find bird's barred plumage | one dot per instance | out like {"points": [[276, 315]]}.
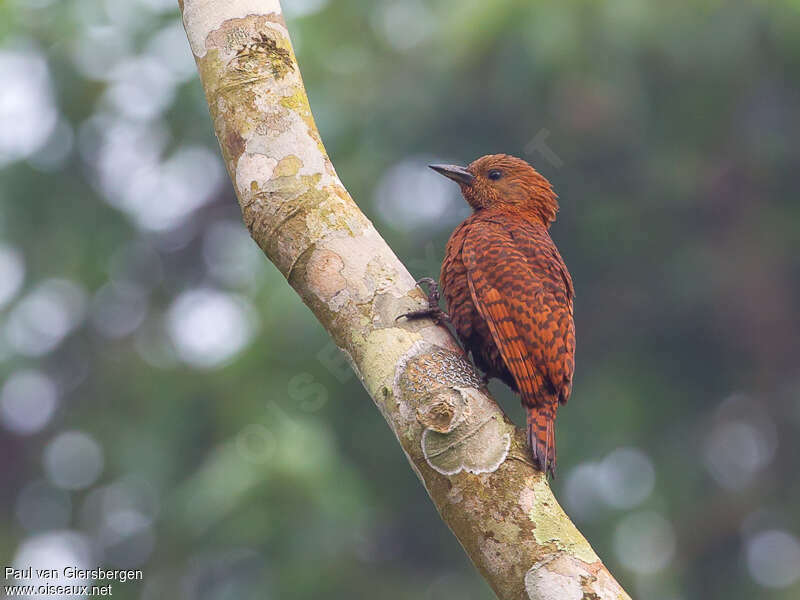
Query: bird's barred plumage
{"points": [[510, 295]]}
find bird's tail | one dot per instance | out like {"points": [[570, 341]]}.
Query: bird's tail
{"points": [[542, 438]]}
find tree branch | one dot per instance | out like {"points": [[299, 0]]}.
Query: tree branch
{"points": [[471, 459]]}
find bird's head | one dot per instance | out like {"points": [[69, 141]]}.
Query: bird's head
{"points": [[503, 181]]}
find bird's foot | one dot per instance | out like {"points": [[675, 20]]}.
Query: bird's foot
{"points": [[433, 311]]}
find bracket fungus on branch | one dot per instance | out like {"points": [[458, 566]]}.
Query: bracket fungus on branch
{"points": [[468, 455]]}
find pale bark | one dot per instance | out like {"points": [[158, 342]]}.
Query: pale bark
{"points": [[471, 459]]}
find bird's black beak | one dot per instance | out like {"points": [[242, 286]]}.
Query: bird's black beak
{"points": [[457, 174]]}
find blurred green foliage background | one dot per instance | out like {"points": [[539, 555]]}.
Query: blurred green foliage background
{"points": [[168, 404]]}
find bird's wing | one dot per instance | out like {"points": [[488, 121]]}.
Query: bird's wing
{"points": [[529, 325]]}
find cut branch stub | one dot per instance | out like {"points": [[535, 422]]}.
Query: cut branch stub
{"points": [[473, 462]]}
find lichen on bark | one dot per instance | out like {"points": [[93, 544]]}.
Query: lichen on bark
{"points": [[471, 459]]}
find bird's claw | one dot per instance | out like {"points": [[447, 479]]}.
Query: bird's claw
{"points": [[433, 311]]}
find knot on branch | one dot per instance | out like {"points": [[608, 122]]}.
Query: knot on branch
{"points": [[463, 429]]}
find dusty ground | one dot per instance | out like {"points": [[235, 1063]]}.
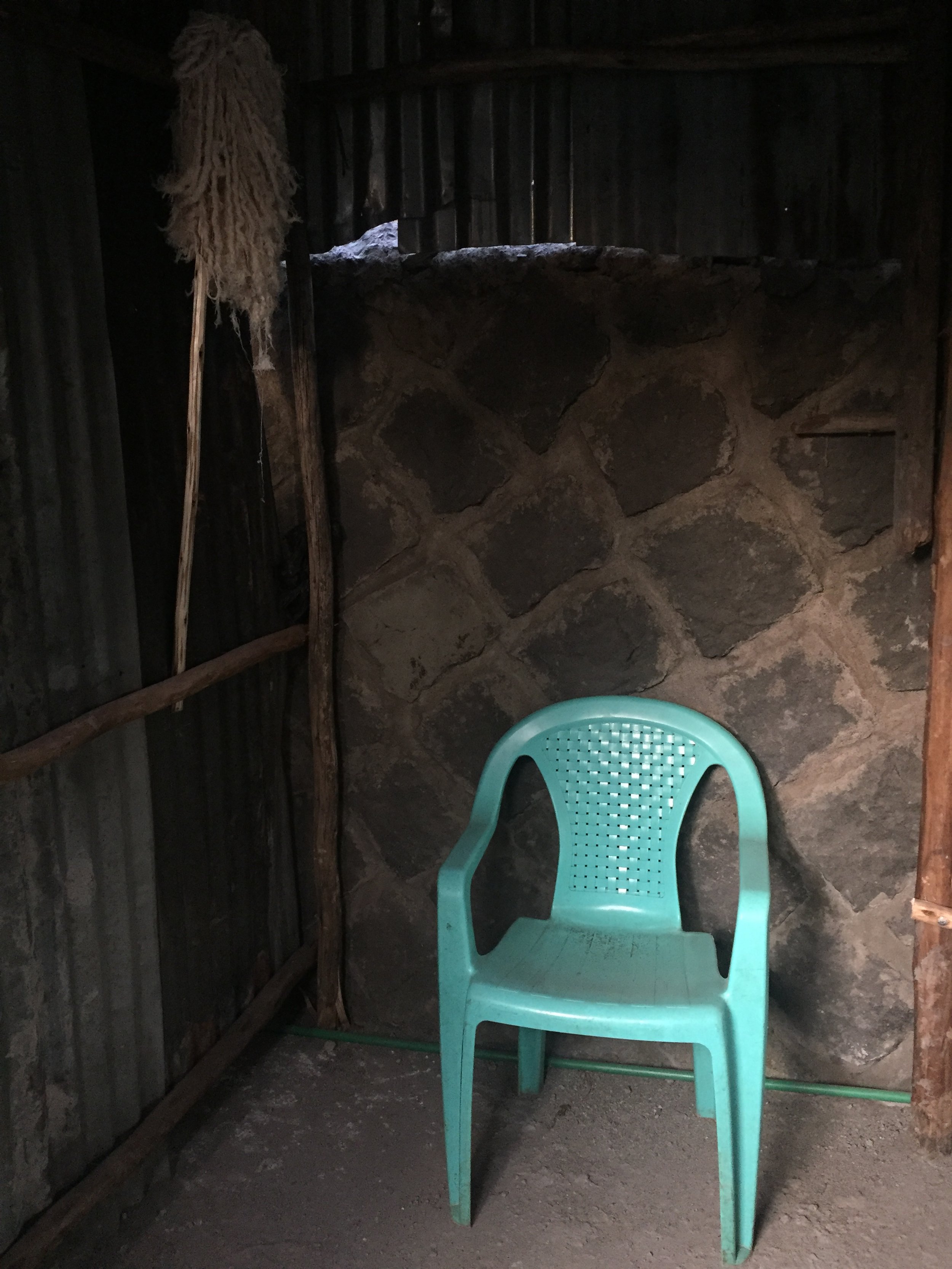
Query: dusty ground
{"points": [[313, 1155]]}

→ TASK DIRECTIONS
Put every line of the items above into a numbered list, skipping blank lines and leaving out the pictures.

→ TASK ANSWER
1. find bird's barred plumage | one dot per instance | out like {"points": [[276, 315]]}.
2. Query: bird's barred plumage
3. {"points": [[510, 295]]}
4. find bird's tail | one dot per instance | out like {"points": [[570, 341]]}.
5. Query: bird's tail
6. {"points": [[542, 438]]}
7. find tree branch | one dot per instance | out like {"points": [[299, 0]]}.
8. Query: tree branch
9. {"points": [[471, 459]]}
10. find bird's head | one dot per instance | out like {"points": [[69, 141]]}.
11. Query: bird's head
12. {"points": [[503, 181]]}
13. find bird's foot | one dot per instance | out like {"points": [[675, 20]]}.
14. Query: bird's foot
15. {"points": [[433, 311]]}
16. find bracket fungus on branch | one dot per instance | out like {"points": [[458, 566]]}.
17. Query: bracket fungus on branch
18. {"points": [[468, 455]]}
19. find pale bark | one dot per instance | out like {"points": [[158, 342]]}.
20. Query: pale bark
21. {"points": [[471, 459]]}
22. find bird's black beak | one dot per instance | out like {"points": [[242, 286]]}.
23. Query: bird's black beak
24. {"points": [[457, 174]]}
25. find blurred green foliage background | one dot per instance | out like {"points": [[539, 555]]}.
26. Query: blurred green foliage background
27. {"points": [[168, 404]]}
28. find bird's wing | one dot per instance | out like {"points": [[488, 121]]}.
29. Query: bird's wing
30. {"points": [[529, 325]]}
31. find cut branch stub | one dot per instance | out like {"points": [[535, 422]]}.
32. Query: cut branch stub
33. {"points": [[473, 462]]}
34. find lichen on bark | one dot per instance | out like {"points": [[93, 544]]}.
35. Query: lichen on bark
36. {"points": [[471, 459]]}
37. find bird's claw | one dot per instance | out like {"points": [[447, 479]]}.
38. Query: bird's claw
39. {"points": [[433, 311]]}
40. find knot on branch | one dot per instance | out like {"points": [[608, 122]]}.
41. Query: knot on branch
42. {"points": [[463, 429]]}
43. find dusty ground | one dot per instance | out like {"points": [[235, 1063]]}.
44. Query: dusty ground
45. {"points": [[313, 1155]]}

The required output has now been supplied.